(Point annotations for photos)

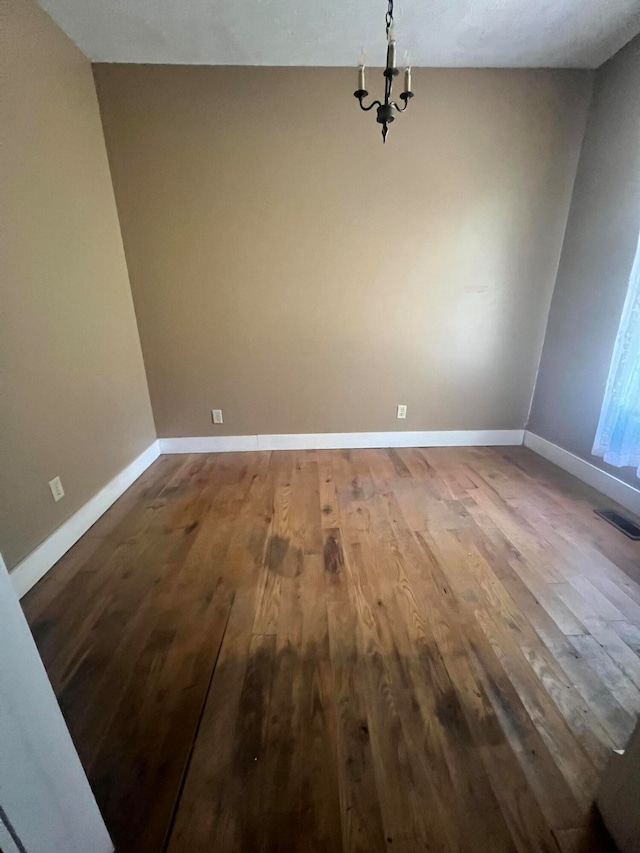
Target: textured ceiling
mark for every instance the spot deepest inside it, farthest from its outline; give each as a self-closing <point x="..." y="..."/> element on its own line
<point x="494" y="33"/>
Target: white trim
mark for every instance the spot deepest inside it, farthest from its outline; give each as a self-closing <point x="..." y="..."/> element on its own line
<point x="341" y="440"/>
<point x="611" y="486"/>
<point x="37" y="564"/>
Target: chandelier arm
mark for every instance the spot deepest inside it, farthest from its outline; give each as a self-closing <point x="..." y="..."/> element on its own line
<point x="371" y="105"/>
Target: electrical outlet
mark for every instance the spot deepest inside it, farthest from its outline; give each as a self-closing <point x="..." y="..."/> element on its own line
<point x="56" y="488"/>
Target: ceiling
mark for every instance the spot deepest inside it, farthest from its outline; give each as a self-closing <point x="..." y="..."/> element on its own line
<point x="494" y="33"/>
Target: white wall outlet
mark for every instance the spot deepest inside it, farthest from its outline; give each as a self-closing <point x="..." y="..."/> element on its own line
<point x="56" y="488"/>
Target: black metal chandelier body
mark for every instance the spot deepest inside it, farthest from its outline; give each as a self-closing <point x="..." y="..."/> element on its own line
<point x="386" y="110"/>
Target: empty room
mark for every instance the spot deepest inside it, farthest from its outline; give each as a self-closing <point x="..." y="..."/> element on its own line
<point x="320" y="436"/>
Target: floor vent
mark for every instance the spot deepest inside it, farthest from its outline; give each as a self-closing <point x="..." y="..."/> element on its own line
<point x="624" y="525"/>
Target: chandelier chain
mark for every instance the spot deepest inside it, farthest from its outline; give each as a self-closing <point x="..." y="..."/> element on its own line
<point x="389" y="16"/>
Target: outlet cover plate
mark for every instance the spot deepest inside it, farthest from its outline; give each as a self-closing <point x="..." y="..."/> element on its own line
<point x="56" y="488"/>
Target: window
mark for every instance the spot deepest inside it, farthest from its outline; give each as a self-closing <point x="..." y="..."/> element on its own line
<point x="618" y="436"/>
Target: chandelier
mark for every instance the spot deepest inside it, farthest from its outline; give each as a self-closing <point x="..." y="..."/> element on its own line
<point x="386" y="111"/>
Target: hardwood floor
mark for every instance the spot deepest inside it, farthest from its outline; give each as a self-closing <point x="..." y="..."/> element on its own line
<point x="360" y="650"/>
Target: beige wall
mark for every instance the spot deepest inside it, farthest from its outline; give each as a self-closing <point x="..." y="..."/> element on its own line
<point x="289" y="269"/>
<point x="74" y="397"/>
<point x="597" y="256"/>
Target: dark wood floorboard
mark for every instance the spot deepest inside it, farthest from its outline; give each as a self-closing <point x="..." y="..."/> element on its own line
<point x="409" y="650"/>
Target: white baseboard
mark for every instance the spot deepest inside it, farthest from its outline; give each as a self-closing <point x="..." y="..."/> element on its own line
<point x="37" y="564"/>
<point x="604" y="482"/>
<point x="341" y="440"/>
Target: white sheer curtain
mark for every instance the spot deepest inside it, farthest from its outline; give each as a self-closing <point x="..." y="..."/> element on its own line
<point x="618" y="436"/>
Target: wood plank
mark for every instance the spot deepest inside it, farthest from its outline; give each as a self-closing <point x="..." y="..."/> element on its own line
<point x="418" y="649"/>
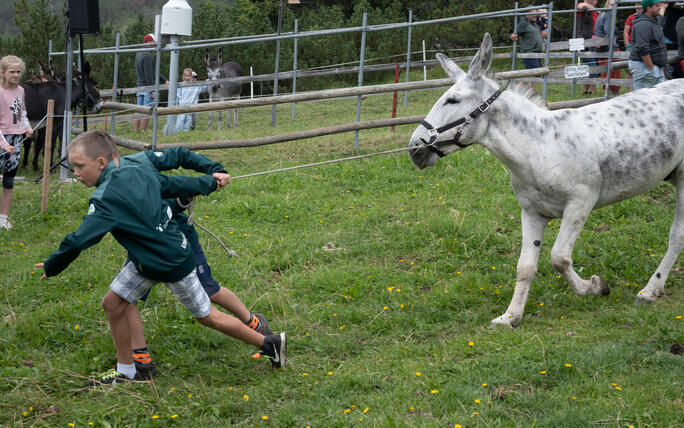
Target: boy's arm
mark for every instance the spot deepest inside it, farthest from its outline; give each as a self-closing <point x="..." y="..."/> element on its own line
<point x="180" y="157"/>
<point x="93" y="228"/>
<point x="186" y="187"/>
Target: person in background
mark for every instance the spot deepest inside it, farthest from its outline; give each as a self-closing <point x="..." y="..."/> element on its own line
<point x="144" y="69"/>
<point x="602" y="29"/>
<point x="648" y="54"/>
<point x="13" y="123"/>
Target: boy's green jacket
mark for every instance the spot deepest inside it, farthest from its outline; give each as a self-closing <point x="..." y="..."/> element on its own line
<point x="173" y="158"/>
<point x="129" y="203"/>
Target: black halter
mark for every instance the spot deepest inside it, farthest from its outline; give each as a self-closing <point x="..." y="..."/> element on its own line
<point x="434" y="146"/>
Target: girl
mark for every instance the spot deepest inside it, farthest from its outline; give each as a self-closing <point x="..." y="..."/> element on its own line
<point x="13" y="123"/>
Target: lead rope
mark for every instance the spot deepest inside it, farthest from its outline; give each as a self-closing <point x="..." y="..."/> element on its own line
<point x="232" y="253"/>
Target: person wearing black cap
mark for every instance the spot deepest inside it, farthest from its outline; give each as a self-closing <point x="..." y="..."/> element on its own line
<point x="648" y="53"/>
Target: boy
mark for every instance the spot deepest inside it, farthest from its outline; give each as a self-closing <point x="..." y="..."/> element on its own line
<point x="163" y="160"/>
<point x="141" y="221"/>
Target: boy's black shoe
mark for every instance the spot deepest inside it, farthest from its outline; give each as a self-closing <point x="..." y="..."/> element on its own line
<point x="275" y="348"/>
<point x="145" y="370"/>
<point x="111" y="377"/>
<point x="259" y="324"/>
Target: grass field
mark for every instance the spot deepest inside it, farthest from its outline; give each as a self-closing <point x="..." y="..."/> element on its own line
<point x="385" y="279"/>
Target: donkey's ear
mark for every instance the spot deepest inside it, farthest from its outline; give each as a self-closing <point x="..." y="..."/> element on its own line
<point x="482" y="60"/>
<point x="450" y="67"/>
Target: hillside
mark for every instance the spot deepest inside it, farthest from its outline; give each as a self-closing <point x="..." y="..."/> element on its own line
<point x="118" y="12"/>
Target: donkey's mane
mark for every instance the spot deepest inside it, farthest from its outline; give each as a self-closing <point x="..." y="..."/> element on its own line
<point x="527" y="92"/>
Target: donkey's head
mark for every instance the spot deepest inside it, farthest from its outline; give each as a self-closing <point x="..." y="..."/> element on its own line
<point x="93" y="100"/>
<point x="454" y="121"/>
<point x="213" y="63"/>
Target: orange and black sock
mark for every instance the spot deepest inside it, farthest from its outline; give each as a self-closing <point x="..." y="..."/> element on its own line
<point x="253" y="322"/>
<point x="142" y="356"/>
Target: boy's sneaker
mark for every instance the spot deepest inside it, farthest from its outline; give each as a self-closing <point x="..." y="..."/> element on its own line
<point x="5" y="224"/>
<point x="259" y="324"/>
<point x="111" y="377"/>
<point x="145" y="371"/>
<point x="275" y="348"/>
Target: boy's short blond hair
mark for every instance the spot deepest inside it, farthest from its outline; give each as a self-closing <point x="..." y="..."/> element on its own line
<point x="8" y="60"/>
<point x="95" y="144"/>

• What you are asked to do: Every record is to be reproduced exactly, with no pictures included.

• Solution:
Target: textured ceiling
mark for every instance the spot deepest inside it, farthest from its outline; give each as a self-closing <point x="..." y="..."/> element on its own line
<point x="494" y="33"/>
Target: white trim
mark for every instance the spot deepest inside it, farthest from its outline; give each as a self-closing <point x="..." y="..."/> element on its own line
<point x="341" y="440"/>
<point x="611" y="486"/>
<point x="37" y="564"/>
Target: chandelier arm
mark for every instance the spot deepest inside it, farthest from its outline; give each as a self-closing <point x="..." y="..."/> element on its own line
<point x="371" y="105"/>
Target: electrical outlet
mark for every instance the spot deepest inside it, farthest from its outline; give each as a self-closing <point x="..." y="..."/> element on its own line
<point x="56" y="488"/>
Target: ceiling
mark for every instance the spot deepest inside it, farthest from its outline; give each as a self-closing <point x="..." y="..."/> element on its own line
<point x="494" y="33"/>
Target: white wall outlet
mark for every instance the spot deepest inside it, farthest from its outline; give each as a self-closing <point x="..." y="..."/> element on its own line
<point x="56" y="488"/>
Target: black metal chandelier body
mark for every instance the spot deepest inside it, farthest from its outline; give each as a self-closing <point x="..." y="..."/> element on its own line
<point x="386" y="110"/>
Target: empty room
mark for every instance the spot deepest inside it, farthest from its outline; give each as a self-closing <point x="..." y="..."/> element on its own line
<point x="320" y="436"/>
Target: floor vent
mark for every instance the spot deepest inside it, farthest from its outline; give each as a self-closing <point x="..." y="..."/> element on its own line
<point x="624" y="525"/>
Target: chandelier chain
mark for every instance the spot deepest inside it, farthest from its outline; give each as a self-closing <point x="..." y="..."/> element on its own line
<point x="389" y="16"/>
Target: outlet cover plate
mark for every instance the spot deepest inside it, farthest from its outline; give each as a self-closing <point x="..." y="..."/> element on its own line
<point x="56" y="488"/>
Target: window
mark for every instance the spot deepest inside it, farthest from its outline; give each as a self-closing <point x="..." y="..."/> element on its own line
<point x="618" y="436"/>
Target: chandelier
mark for every instance the spot deepest inside it, farthest from its outline; give each as a self-closing <point x="..." y="..."/> element on its own line
<point x="386" y="111"/>
Target: hardwood floor
mark for every instance the spot deepest inside it, farthest from its outline; give each as a self-closing <point x="..." y="..."/> element on its own line
<point x="360" y="650"/>
Target: beige wall
mark for every instance the spot deepest inside it, farthest from its outline; give each as a self-closing <point x="..." y="..."/> element on its own line
<point x="289" y="269"/>
<point x="74" y="397"/>
<point x="597" y="256"/>
Target: dark wood floorboard
mark for every instance the spot deepest inside it, farthest from its outline; give each as a self-closing <point x="..." y="..."/> element on its own line
<point x="409" y="650"/>
Target: white baseboard
mark for every instance the spot deepest inside it, farthest from its outline; give each as a self-closing <point x="..." y="..."/> element on its own line
<point x="37" y="564"/>
<point x="604" y="482"/>
<point x="341" y="440"/>
Target: white sheer curtain
mark for every instance the spot deepest inside it, farthest from its outline; give each as a self-closing <point x="..." y="..."/> element on its own line
<point x="618" y="436"/>
Target: wood plank
mark for every instance the spot deepest inside it, farthest from its outline; give each as a self-closing <point x="..." y="..."/> element on its own line
<point x="418" y="649"/>
Target: boy's arm
mark for every instance the spot deepest inside it, farthest from its outline; give each as a self-closing <point x="..." y="..."/> element on its own line
<point x="180" y="157"/>
<point x="93" y="228"/>
<point x="186" y="187"/>
Target: person in background
mark for every instance the spot deepest inside it, farthest from its outline; give each as a self-closing <point x="..." y="..."/> element on its own line
<point x="144" y="69"/>
<point x="602" y="29"/>
<point x="648" y="54"/>
<point x="13" y="123"/>
Target: boy's green jacket
mark for every instance the spot deepest inside it, farthest from its outline; give each as a self-closing <point x="..." y="..."/> element on its own line
<point x="173" y="158"/>
<point x="129" y="203"/>
Target: black halter
mark for every instance the spot deepest inside it, farthest from its outline; give each as a self-closing <point x="..." y="..."/> element on its own line
<point x="434" y="146"/>
Target: girl
mark for every instance the spot deepest inside it, farthest from its outline; give each as a self-closing <point x="..." y="..."/> element on its own line
<point x="13" y="123"/>
Target: lead rope
mark for every instance the spot deepest inside it, farthest from its outline; give each as a self-closing <point x="..." y="..."/> element on its own line
<point x="232" y="253"/>
Target: person wearing black cap
mark for every instance the spot deepest inside it, farthest from its outline; give each as a self-closing <point x="..." y="..."/> element on its own line
<point x="648" y="53"/>
Target: boy
mark for every instance the spot deepest inside it, farthest from its outline; give each as a self-closing <point x="..." y="..."/> element on its own line
<point x="163" y="160"/>
<point x="141" y="221"/>
Target: boy's black shoe
mark for every instance the spot deepest inside it, farthest from its outline; give each as a self-closing <point x="..." y="..."/> element on its own line
<point x="275" y="348"/>
<point x="145" y="370"/>
<point x="111" y="377"/>
<point x="259" y="324"/>
Target: grass field
mark for every instance the spot deepest inside it, farthest from its outline; give each as a self-closing <point x="..." y="..."/> element on its own line
<point x="385" y="279"/>
Target: donkey's ear
mark for every instance the spot deepest inside it, farthest from its outline; give each as a self-closing <point x="..." y="..."/> element on its own line
<point x="482" y="60"/>
<point x="450" y="67"/>
Target: hillside
mark for every instance the spot deepest inside it, farthest from its outline; give each as a self-closing <point x="..." y="..."/> element on its own line
<point x="118" y="12"/>
Target: donkey's mane
mark for every instance the spot deepest inside it, farthest from its outline; give each as a self-closing <point x="..." y="..."/> element on its own line
<point x="527" y="92"/>
Target: donkey's head
mark for every instance the spot deepest inside it, farthest from its outline; give each as a self-closing <point x="..." y="..."/> element on its own line
<point x="93" y="100"/>
<point x="454" y="121"/>
<point x="213" y="63"/>
Target: orange and black sock
mark for every instance the spot deepest inside it, farthest from its outline; give each as a self-closing <point x="..." y="..."/> element on its own line
<point x="253" y="322"/>
<point x="142" y="356"/>
Target: boy's sneaker
mark for every instance the spot deepest inside it, farthest from its outline; give each as a self-closing <point x="..." y="..."/> element on its own line
<point x="5" y="224"/>
<point x="259" y="324"/>
<point x="111" y="377"/>
<point x="145" y="371"/>
<point x="275" y="348"/>
Target: boy's short blond hair
mark for every instance the spot deepest inside it, farthest from its outline; give each as a self-closing <point x="..." y="..."/> element on its own line
<point x="8" y="60"/>
<point x="95" y="144"/>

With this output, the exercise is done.